#### Mask labeling samples
* * *
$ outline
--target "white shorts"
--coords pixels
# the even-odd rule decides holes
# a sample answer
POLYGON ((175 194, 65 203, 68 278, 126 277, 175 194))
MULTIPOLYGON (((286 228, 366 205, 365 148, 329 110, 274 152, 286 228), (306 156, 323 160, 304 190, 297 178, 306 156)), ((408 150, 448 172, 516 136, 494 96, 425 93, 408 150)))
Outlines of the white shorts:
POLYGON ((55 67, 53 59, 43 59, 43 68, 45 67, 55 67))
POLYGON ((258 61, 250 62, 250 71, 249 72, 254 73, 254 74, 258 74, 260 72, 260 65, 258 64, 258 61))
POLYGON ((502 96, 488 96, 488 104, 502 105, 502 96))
* * *
#### PROBLEM TO SOLVE
Return these lines without any changes.

#### ANSWER TO THE EXERCISE
$ outline
--target "white shorts"
--coords pixels
# the even-odd rule decides holes
# a sample answer
POLYGON ((175 194, 65 203, 68 278, 126 277, 175 194))
MULTIPOLYGON (((286 228, 366 205, 365 148, 329 110, 274 152, 286 228), (306 156, 323 160, 304 190, 297 178, 306 156)), ((408 150, 448 172, 516 136, 494 96, 425 93, 408 150)))
Outlines of the white shorts:
POLYGON ((55 67, 53 59, 43 59, 43 68, 45 67, 55 67))
POLYGON ((258 61, 250 62, 250 71, 249 72, 254 73, 254 74, 258 74, 260 72, 260 65, 258 64, 258 61))
POLYGON ((502 96, 488 96, 488 104, 502 105, 502 96))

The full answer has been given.